• **Quoted text**
13 Jun 2017

Byzantine Gardener & His Cypress: Barrenness Makes Beauty A Loss

: In a highly unusual twelfth-century Byzantine ethopoeia, a gardener had a fruitful garden. Among its many trees was an apple tree heavy with apples. Along with its burden, the apple tree was beautiful:

lovely, sweet to behold, sweet to eat, and sweet to smell. The apple was beautiful in every way: to see, to eat, to smell. It swayed gracefully and very seductively in the breeze; it made the gardener prosperous because it was sought out and purchased for a high price. If you saw it, you would say that you were looking at an apple tree rendered in a painting, and that Erotes were depicted picking apples and frolicking among the branches; so beautiful were the tree’s apples, that Erotes came to pick them. If you had seen this apple tree, you would have recalled Paris as judge, the goddesses quarreling about their beauty, and an apple being awarded to Aphrodite and bringing the judge abundant returns. [1]
The garden also included fig trees. They were:

sweet-fruited and bore beehives for their fruit, for the gaping fig flowed with honey and all but smiled at onlookers, and whoever was shopping for fruit and saw the fig would buy it, after pronouncing the farmer blessed in his good fortune.
The descriptions of the apple and fig trees allude to sex. The forbidden fruit of Eden was figured as an apple in the Latin-Christian culture and a fig in the Greco-Judaic culture. Erotes in Greek mythology are winged gods associated with love and sex. The word for fig in ancient Greek was also used to refer to a woman’s genitals. In the erotically charged twelfth-century Byzantine novel Hysmine and Hysminias, Hysmine’s mouth producing kisses is figured as a bee-hive yielding honey.[2] Mixed into the sexual imagery are references to commercial transactions. These may allude to men having to labor for love and men having to pay for sex.
This ethopoeia turns on the gardener’s disordered desire. Like the descriptions of the apple and fig trees, the description of the gardener’s desire combines allusion to sexual desire (desiring eyes) with monetary commerce:

when my eyes greedily desired more and more, when my profit-loving character sought what I did not possess, when I believed what I anticipated was better than what I had, I spied a flourishing cypress tree.

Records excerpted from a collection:
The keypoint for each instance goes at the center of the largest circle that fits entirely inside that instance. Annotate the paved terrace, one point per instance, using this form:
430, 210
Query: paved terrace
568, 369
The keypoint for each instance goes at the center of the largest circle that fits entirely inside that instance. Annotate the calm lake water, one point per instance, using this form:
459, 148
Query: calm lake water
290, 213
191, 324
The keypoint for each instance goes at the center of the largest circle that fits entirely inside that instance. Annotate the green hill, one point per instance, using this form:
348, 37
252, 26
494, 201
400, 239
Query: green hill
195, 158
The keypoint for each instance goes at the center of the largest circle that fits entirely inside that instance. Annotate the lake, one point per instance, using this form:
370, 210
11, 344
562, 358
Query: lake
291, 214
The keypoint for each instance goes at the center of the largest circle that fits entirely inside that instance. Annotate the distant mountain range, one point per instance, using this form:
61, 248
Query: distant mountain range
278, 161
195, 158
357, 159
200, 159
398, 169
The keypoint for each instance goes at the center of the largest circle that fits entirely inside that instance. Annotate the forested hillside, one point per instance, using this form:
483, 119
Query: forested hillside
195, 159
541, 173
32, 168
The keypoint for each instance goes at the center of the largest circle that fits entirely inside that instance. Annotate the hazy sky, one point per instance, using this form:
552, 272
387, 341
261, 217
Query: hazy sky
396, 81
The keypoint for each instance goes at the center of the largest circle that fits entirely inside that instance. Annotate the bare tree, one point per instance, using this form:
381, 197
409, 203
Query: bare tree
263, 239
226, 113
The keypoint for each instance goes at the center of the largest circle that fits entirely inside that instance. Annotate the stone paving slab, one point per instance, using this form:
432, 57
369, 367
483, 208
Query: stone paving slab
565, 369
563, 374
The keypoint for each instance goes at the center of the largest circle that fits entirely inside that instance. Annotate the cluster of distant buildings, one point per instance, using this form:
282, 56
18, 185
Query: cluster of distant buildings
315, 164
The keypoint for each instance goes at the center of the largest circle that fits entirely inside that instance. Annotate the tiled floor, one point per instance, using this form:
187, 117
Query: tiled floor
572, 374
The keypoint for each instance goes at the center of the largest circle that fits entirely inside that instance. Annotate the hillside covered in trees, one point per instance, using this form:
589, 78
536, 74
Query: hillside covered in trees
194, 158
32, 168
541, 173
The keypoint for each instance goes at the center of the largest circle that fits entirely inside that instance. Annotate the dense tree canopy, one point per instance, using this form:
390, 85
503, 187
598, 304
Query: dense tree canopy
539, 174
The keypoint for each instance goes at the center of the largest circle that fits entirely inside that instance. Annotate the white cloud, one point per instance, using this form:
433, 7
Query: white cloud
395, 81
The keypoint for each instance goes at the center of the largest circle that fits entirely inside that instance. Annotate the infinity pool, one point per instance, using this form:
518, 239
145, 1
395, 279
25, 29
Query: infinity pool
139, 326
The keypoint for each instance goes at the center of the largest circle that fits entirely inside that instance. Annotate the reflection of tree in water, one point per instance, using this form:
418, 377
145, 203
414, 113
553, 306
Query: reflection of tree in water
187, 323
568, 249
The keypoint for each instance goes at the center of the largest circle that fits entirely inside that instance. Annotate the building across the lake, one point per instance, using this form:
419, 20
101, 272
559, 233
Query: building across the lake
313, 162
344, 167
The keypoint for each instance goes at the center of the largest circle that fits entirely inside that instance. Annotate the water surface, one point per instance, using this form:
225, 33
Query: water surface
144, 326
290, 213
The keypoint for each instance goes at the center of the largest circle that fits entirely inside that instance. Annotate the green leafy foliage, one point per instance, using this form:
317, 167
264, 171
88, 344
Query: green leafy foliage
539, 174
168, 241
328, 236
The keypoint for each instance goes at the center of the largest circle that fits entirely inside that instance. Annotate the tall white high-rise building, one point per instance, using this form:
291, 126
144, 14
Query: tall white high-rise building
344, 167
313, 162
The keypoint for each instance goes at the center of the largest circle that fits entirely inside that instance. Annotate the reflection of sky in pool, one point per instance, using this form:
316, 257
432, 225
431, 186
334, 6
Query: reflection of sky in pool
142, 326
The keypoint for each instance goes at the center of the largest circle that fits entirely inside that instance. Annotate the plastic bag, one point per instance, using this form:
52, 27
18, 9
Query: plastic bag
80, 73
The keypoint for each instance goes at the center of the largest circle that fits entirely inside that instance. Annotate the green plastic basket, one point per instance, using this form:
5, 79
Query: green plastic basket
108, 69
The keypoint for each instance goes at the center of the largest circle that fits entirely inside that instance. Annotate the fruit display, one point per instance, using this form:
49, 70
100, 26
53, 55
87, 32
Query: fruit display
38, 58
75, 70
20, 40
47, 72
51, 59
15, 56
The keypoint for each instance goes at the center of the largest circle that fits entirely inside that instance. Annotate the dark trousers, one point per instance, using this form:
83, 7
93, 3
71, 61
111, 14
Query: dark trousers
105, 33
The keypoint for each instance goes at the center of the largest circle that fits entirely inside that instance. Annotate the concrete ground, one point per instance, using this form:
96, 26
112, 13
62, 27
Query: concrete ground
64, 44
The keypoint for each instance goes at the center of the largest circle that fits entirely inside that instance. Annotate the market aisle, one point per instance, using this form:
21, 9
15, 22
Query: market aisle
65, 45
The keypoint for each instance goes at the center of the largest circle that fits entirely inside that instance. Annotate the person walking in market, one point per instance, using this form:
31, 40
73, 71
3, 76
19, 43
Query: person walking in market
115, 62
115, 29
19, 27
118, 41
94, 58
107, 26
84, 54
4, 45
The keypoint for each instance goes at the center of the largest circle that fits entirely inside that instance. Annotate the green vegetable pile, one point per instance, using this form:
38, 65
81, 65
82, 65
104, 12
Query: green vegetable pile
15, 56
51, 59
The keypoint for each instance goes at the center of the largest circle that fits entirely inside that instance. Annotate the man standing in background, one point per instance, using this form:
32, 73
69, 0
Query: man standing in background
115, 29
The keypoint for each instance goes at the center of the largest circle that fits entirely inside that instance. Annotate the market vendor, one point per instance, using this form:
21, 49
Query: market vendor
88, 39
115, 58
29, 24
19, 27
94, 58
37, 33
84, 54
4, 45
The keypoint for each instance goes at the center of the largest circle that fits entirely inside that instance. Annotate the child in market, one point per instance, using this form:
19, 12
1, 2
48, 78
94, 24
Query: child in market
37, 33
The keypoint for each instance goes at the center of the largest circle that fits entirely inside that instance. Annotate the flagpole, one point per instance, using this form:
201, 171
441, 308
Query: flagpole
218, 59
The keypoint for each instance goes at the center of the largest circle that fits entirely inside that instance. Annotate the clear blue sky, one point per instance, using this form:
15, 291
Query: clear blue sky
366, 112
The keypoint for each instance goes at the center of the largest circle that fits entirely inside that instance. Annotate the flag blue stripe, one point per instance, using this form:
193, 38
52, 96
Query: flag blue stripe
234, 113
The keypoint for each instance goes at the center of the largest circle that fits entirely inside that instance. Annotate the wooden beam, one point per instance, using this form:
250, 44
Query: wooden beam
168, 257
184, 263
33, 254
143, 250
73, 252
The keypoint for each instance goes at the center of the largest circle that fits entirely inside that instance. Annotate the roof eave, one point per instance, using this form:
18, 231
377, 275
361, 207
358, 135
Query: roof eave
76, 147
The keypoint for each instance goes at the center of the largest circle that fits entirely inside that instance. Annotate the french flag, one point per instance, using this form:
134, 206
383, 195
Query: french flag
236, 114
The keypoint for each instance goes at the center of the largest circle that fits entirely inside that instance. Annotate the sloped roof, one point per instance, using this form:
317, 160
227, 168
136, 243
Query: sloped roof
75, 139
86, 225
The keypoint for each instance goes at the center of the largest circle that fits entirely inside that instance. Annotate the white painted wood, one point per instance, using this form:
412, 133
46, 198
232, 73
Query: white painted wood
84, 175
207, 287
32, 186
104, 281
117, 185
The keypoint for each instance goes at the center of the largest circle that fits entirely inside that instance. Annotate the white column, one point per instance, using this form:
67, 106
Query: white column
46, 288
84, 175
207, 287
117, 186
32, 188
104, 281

• **Problems to work on**
A – In the piece on the Byzantine gardener, what kind of tree did the gardener spy?
B – Write out the piece on the Byzantine gardener word for word, everything from "This ethopoeia turns" down to "flourishing cypress tree.".
C – Do these statements agree with the piece on the Byzantine gardener? For each, answer yes or no and quote the deciding words.
(i) In the Latin-Christian culture, the forbidden fruit of Eden was figured as a fig.
(ii) In Greek mythology, Erotes are winged gods.
(iii) The apple tree made the gardener prosperous.
These entries were drawn from a different source than the text.

• **Task solutions**
A – A flourishing cypress tree.

B –
This ethopoeia turns on the gardener’s disordered desire. Like the descriptions of the apple and fig trees, the description of the gardener’s desire combines allusion to sexual desire (desiring eyes) with monetary commerce:

when my eyes greedily desired more and more, when my profit-loving character sought what I did not possess, when I believed what I anticipated was better than what I had, I spied a flourishing cypress tree.

C –
(i) No: "The forbidden fruit of Eden was figured as an apple in the Latin-Christian culture and a fig in the Greco-Judaic culture."
(ii) Yes: "Erotes in Greek mythology are winged gods associated with love and sex."
(iii) Yes: "it made the gardener prosperous because it was sought out and purchased for a high price"